• [SECTION DU TEXTE]:
La littérature bretonne compte dans son répertoire bon nombre de nouvelles. Ces courts romans utilisant bien souvent des situations réalistes empreintes parfois d’irréalisme et présentant une construction travaillée, dramatique ou humoristique, sont aujourd’hui monnaie courante dans la littérature bretonne contemporaine, en atteste les productions de Daniel Doujet, David Ar Gall ou encore Annie Coz. À l’époque des revues littéraires bretonnes du XXe siècle, il n’est pas rare non plus d’en lire. Le format court des revues s’y prêtant bien. Format que Xavier de Langlais a donc utilisé. Il s’est essayé à cet exercice à cinq reprises, dans, Dihunamb, Kened ( Kened est une revue créée en 1946 par Pêr Denez et Arzel Even. Elle ne publie que deux numéros avant de fusionner avec Al Liamm), Ar Vretoned dre ar bed et Arvor
1 Er Houfr ! (1932) le coffre !
Sa première nouvelle, Er Houfr ! est publiée dans Dihunamb en août 1932. Elle sort un mois
après son recueil de poèmes Kanou en noz.
2 Er uir Iouankiz (1938)
Er uir iouankiz (La vraie jeunesse ) est la deuxième nouvelle parue dans Dihunamb.
3 Er Foet de Duemmein (1941)
Er Foet de Duemmein (Le fouet à chauffer) est une petite histoire publiée dans la revue Arvor le 12 janvier 1941.
4 Jobig hag e gazh (1946)
La nouvelle “Jobig hag e gazh” (Petit Job et son chat ) a été publiée dans Kened en août 1946.
5 Butun er merhed (1946)
Butun er merhed (Le tabac des filles) est une petite histoire s’apparentant plus à un conte, publiée dans Ar Vretoned dre ar bed le 1er mars 1946.
L’essai artistique
Ene al linennoù, (L’esprit des lignes) 1942
– Ene al linennoù, (L’esprit des lignes) 1942, Éditions Skridoù Breizh, écrit et illustré par Langleiz.
Les chroniques
Ar Seiz(h) Avel (1941)
Xavier de Langlais va, pendant la seconde guerre mondiale, s’essayer à un nouvel exercice
littéraire, la chronique humoristique, engagée, culturelle. C’est ainsi qu’il va prendre part à la
rubrique en langue bretonne dans le quotidien La Bretagne : « Ar Seiz(h) Avel ».

• [TÂCHE ASSIGNÉE]: Rédigez la suite du texte ci-dessus consacré aux écrits en breton de Xavier de Langlais, en reprenant après sa dernière phrase.

• [EXTRAITS DES LIGNES]:
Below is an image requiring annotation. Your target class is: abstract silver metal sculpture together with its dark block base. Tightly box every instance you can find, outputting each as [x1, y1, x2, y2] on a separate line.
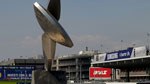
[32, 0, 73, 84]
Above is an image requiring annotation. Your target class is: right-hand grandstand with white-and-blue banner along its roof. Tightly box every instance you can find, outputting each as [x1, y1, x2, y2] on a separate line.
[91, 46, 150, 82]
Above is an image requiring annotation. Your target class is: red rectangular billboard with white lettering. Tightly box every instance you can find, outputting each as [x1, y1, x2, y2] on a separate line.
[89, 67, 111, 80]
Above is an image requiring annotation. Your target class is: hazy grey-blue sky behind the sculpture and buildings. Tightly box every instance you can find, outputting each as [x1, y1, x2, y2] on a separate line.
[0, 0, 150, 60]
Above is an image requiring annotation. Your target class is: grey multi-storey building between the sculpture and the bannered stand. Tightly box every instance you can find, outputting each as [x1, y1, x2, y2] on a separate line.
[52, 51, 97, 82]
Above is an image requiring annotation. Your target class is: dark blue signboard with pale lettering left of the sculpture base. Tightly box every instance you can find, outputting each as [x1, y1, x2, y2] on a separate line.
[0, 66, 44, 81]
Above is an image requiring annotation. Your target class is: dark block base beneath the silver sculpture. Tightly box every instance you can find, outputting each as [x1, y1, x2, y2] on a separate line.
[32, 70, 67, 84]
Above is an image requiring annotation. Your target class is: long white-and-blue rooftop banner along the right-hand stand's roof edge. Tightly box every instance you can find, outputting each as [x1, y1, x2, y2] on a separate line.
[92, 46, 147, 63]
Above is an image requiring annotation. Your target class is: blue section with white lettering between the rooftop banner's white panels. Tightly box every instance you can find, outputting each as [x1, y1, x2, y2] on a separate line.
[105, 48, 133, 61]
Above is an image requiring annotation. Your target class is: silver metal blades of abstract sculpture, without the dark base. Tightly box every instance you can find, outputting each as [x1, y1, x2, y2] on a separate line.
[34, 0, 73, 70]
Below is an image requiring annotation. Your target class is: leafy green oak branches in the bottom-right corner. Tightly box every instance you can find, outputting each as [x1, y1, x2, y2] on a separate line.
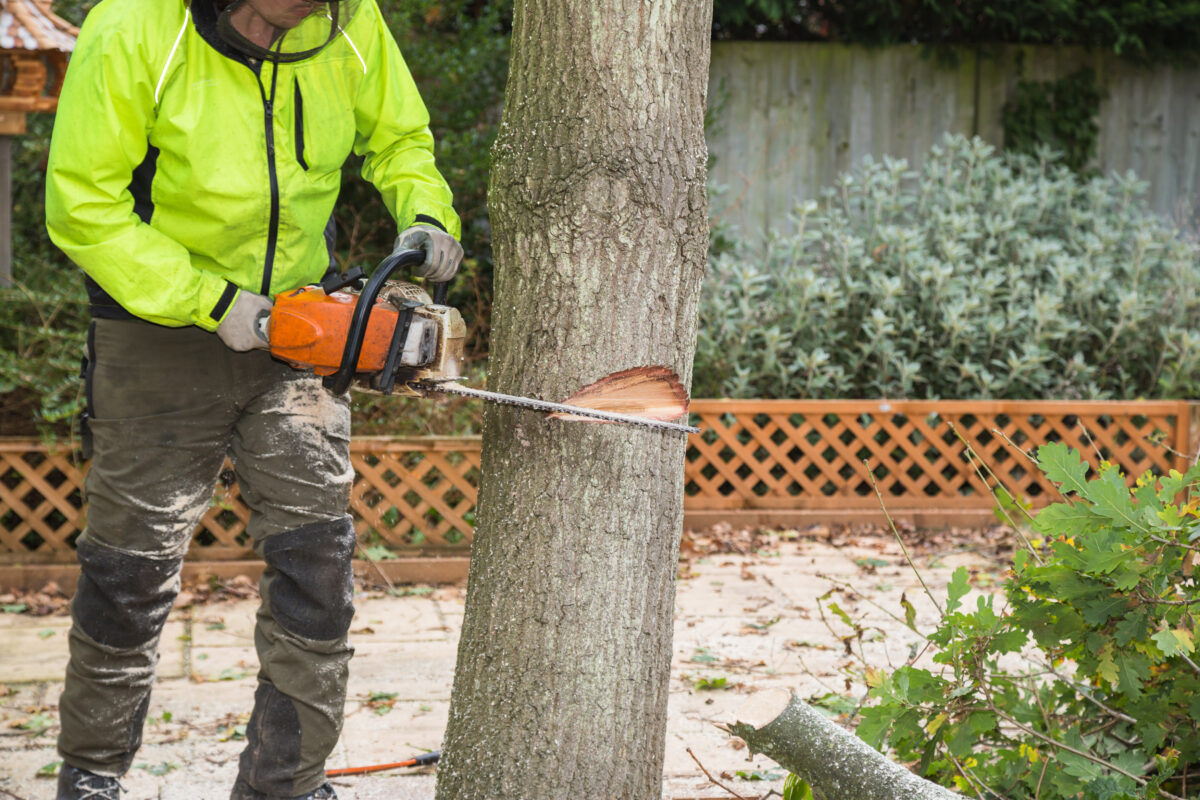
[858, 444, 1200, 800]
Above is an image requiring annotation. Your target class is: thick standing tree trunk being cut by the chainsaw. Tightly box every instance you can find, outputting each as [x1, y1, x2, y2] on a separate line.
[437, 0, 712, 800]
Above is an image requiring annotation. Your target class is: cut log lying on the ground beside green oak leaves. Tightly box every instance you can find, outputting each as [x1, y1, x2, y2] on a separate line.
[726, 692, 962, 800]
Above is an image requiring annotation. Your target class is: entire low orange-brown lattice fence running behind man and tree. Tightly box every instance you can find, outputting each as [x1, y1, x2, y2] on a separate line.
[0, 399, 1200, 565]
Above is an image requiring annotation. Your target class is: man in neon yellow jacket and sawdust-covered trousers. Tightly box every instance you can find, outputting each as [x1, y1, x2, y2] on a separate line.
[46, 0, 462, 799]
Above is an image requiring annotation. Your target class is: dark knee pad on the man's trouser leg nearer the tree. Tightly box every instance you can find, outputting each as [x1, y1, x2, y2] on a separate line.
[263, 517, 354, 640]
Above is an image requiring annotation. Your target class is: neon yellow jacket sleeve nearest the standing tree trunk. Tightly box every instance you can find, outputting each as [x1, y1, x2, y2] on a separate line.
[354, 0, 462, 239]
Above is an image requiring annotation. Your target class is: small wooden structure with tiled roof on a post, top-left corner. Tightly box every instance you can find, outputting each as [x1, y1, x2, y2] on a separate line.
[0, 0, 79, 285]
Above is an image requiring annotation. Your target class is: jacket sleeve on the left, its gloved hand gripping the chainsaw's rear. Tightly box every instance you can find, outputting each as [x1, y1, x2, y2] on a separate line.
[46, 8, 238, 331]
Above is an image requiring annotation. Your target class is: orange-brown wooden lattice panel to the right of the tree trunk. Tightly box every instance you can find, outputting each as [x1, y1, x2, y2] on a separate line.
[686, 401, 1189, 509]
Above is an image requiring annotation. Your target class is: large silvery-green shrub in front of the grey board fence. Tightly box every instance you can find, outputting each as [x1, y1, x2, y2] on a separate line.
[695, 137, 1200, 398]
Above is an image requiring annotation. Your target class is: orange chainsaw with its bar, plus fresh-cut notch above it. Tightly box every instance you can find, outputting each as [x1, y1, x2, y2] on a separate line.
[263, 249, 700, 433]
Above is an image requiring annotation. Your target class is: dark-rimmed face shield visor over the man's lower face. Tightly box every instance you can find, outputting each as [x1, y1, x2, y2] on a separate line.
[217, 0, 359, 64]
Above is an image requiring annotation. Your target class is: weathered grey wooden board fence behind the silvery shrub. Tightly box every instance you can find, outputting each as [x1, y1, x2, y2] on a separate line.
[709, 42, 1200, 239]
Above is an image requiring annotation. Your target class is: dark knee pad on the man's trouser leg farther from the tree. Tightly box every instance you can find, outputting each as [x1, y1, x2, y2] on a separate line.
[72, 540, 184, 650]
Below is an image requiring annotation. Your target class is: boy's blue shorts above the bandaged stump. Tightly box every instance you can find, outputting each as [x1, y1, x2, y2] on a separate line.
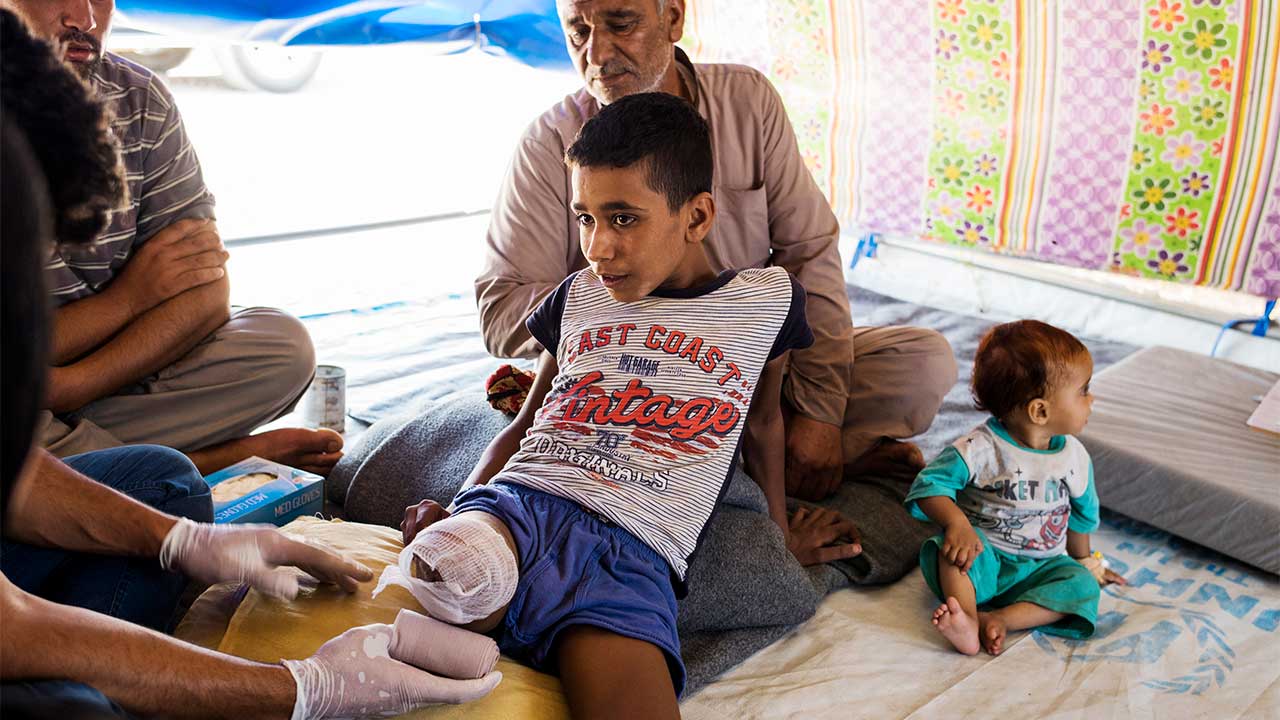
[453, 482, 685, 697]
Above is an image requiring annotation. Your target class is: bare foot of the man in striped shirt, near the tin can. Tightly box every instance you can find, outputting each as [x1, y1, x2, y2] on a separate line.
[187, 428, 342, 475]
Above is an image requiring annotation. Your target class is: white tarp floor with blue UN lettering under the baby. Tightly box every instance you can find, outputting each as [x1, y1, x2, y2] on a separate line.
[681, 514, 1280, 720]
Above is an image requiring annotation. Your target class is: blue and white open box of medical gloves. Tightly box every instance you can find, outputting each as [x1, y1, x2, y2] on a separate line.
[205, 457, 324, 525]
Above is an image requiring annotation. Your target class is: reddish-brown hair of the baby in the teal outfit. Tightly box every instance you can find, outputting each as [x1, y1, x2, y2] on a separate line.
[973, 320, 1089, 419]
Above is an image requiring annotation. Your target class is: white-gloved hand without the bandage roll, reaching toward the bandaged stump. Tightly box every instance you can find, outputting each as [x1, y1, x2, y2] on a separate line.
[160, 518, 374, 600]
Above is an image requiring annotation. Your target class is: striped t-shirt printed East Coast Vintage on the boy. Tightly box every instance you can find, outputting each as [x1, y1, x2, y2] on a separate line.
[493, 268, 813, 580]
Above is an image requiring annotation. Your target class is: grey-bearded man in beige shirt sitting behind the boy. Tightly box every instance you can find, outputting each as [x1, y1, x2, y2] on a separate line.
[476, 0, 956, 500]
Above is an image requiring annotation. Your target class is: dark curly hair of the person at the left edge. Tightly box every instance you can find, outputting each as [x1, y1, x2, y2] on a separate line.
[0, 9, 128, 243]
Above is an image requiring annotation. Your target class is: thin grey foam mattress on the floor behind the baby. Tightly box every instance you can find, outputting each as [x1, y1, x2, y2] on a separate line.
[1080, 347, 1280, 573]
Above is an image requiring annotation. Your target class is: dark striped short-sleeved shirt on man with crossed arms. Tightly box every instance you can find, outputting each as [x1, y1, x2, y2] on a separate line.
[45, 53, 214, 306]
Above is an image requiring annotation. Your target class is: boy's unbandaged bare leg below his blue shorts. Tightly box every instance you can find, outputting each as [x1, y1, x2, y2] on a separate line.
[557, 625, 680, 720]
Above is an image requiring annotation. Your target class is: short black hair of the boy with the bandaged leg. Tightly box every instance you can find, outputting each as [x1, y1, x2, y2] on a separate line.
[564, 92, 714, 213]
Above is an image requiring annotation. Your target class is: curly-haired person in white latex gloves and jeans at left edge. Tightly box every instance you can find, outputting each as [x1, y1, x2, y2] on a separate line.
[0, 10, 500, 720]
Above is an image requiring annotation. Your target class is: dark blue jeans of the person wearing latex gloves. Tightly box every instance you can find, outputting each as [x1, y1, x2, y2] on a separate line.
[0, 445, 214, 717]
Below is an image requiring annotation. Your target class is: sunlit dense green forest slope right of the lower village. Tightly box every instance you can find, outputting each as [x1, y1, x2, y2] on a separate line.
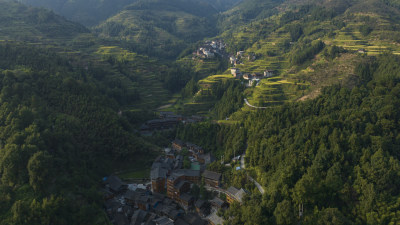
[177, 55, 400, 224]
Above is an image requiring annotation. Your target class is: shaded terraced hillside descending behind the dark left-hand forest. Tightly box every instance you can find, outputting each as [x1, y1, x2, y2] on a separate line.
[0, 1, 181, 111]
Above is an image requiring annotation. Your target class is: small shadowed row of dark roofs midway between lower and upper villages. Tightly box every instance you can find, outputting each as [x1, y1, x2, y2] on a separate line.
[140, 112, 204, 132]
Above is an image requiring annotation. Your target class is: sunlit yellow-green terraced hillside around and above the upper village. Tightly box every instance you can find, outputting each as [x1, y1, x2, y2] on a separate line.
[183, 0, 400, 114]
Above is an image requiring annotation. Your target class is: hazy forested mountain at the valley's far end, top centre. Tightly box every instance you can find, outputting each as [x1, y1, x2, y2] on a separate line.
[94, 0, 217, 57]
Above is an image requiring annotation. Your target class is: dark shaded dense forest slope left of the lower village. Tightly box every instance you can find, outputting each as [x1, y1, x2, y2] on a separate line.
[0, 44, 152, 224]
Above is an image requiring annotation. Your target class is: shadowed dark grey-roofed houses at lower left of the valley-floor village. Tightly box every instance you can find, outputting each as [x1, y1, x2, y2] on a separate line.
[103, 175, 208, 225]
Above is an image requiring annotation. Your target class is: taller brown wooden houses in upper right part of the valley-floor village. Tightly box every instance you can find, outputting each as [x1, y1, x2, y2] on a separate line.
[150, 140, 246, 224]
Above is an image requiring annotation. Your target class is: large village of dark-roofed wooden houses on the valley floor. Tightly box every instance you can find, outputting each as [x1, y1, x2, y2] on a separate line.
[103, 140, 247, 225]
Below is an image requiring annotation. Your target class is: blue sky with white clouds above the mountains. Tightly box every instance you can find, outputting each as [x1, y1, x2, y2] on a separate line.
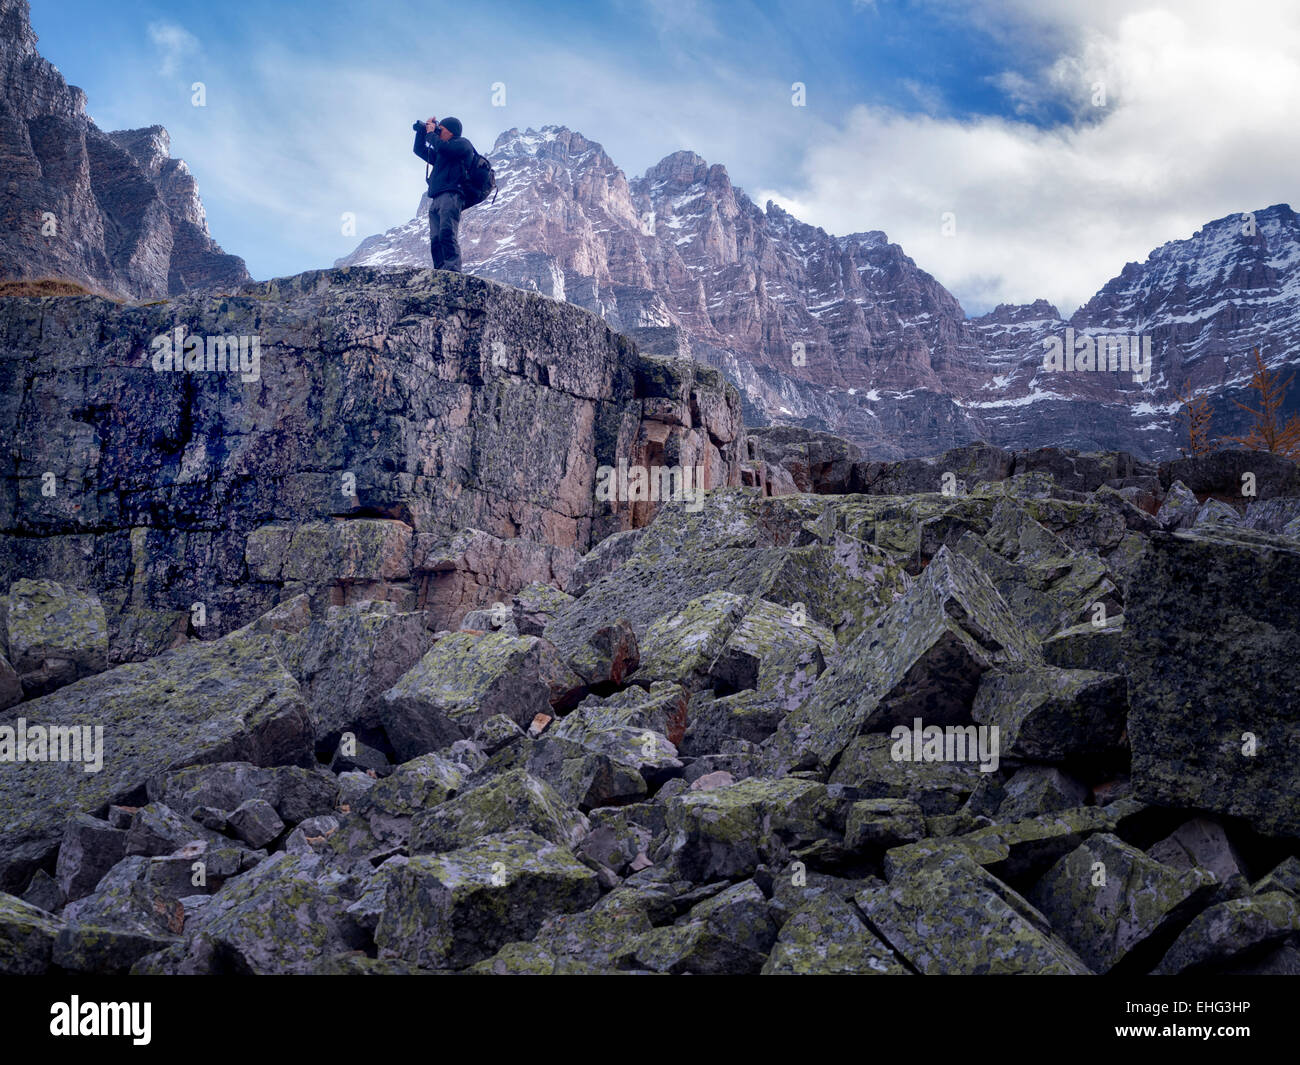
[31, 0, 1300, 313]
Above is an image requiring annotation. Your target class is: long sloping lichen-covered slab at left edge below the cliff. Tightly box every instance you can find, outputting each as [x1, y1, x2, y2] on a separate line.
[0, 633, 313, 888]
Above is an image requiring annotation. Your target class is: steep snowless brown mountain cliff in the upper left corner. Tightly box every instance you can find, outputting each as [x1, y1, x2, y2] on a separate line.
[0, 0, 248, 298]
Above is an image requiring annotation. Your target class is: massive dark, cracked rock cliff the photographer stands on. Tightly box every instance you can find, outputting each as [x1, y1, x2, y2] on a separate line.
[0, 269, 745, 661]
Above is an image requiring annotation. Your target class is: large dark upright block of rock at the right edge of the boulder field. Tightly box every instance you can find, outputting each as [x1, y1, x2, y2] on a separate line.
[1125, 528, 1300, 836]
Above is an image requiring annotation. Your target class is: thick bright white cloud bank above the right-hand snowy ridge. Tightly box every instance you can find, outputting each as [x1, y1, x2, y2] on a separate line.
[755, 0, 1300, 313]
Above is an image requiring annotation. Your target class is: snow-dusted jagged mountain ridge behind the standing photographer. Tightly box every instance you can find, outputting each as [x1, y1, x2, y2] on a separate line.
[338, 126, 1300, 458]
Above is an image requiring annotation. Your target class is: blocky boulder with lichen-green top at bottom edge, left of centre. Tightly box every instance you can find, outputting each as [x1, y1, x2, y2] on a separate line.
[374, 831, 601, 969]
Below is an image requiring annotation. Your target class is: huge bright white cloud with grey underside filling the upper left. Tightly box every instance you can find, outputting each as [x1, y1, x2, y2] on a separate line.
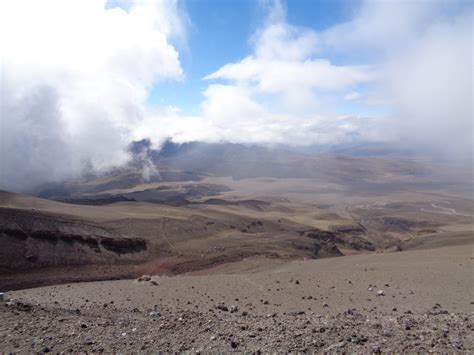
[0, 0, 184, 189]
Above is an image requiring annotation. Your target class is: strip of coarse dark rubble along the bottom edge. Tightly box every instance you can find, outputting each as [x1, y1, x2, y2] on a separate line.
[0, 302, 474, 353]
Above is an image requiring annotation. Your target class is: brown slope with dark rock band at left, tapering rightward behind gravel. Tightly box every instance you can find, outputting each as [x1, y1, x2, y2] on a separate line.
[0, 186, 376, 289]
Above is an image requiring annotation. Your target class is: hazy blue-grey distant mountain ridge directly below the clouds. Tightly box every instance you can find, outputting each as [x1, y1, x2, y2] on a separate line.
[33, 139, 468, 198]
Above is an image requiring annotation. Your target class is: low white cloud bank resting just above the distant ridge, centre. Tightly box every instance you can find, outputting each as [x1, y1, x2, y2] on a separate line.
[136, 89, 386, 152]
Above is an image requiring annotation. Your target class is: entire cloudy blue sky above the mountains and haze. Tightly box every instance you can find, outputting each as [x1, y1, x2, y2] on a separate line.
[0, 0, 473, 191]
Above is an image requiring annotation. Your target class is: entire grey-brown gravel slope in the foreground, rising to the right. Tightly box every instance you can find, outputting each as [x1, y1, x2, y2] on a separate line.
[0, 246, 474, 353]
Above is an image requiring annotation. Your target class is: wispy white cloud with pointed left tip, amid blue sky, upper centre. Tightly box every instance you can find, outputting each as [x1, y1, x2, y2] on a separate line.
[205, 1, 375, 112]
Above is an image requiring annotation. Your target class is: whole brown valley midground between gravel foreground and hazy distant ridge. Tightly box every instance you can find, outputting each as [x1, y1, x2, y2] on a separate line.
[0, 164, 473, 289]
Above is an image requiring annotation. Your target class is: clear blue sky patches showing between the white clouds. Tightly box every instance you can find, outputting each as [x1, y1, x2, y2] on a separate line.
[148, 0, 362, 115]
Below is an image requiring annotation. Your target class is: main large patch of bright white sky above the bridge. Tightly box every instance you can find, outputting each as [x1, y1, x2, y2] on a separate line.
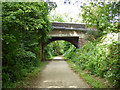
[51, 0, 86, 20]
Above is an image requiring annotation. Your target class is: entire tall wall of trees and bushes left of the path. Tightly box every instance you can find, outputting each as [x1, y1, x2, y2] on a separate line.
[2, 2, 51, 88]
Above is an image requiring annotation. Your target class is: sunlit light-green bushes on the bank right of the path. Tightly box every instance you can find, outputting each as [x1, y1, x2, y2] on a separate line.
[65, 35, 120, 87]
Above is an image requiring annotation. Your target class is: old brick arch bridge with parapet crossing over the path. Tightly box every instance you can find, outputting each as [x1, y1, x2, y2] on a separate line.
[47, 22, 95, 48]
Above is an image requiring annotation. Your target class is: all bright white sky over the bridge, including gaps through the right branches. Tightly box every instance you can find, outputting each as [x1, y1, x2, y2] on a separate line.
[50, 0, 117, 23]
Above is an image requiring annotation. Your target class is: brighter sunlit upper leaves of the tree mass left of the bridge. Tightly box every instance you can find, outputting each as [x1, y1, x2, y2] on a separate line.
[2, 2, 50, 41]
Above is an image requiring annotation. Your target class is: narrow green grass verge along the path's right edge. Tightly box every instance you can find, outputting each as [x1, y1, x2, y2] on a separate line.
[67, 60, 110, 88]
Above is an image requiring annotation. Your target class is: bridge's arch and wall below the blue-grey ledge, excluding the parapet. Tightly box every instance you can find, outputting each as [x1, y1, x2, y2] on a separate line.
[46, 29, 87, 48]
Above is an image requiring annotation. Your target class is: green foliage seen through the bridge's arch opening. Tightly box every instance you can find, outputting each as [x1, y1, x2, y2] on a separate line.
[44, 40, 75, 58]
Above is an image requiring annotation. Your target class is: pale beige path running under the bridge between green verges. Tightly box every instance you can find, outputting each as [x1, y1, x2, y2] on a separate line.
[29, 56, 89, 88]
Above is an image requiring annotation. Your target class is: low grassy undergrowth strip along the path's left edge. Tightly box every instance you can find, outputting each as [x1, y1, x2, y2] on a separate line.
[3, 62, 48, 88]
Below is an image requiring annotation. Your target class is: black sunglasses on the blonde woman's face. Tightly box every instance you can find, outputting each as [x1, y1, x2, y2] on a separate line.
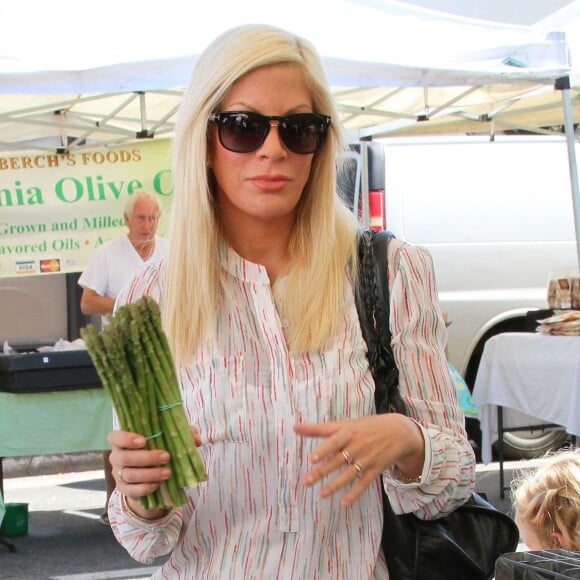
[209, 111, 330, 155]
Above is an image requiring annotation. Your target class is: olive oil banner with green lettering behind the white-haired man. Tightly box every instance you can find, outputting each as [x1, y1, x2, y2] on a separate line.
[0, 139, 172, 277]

• [ZONE DE RÉPONSE]:
Le roman
Le roman est un genre que Xavier de Langlais s’est approprié après avoir écumé les autres
genres littéraires. On s’aperçoit qu’il considère à cette époque que le roman est trop « long pour le moment ». C’est donc peut-être par manque de temps ou par manque de maîtrise de la langue qu’il ne souhaite pas écrire de roman. Mais il a déjà bien dans l’idée d’en écrire. Et son premier roman va marquer la littérature bretonne, tout comme Ene al Linennoù, par son caractère original.
1 Enez ar Rod (Île sous cloche), (1943-49)
Enez ar Rod (Île sous cloche), écrit en 1940 et détruit à l’imprimerie par les bombardements de 1943, il sera imprimé en 1949, Éditions Ar Balb. Son premier roman est d’un genre nouveau en breton : roman d’anticipation.
et 2000, Éditions Mouladurioù Hor Yezh.
2 Tristan hag Izold diwae un doidigezh ( 1958)
Tristan hag Izold diwae un doidigezh, 1958, Éditions Al Liamm. La version bretonne de l’histoire de Tristan et Iseult vient ouvrir une nouvelle période dans les écrits de Xavier de Langlais, celle de la réécriture de la matière de Bretagne.
3 Romant ar roue Arzhur (1975)
Romant ar roue Arzhur : Marzhin, 1975, Éditions Al Liamm.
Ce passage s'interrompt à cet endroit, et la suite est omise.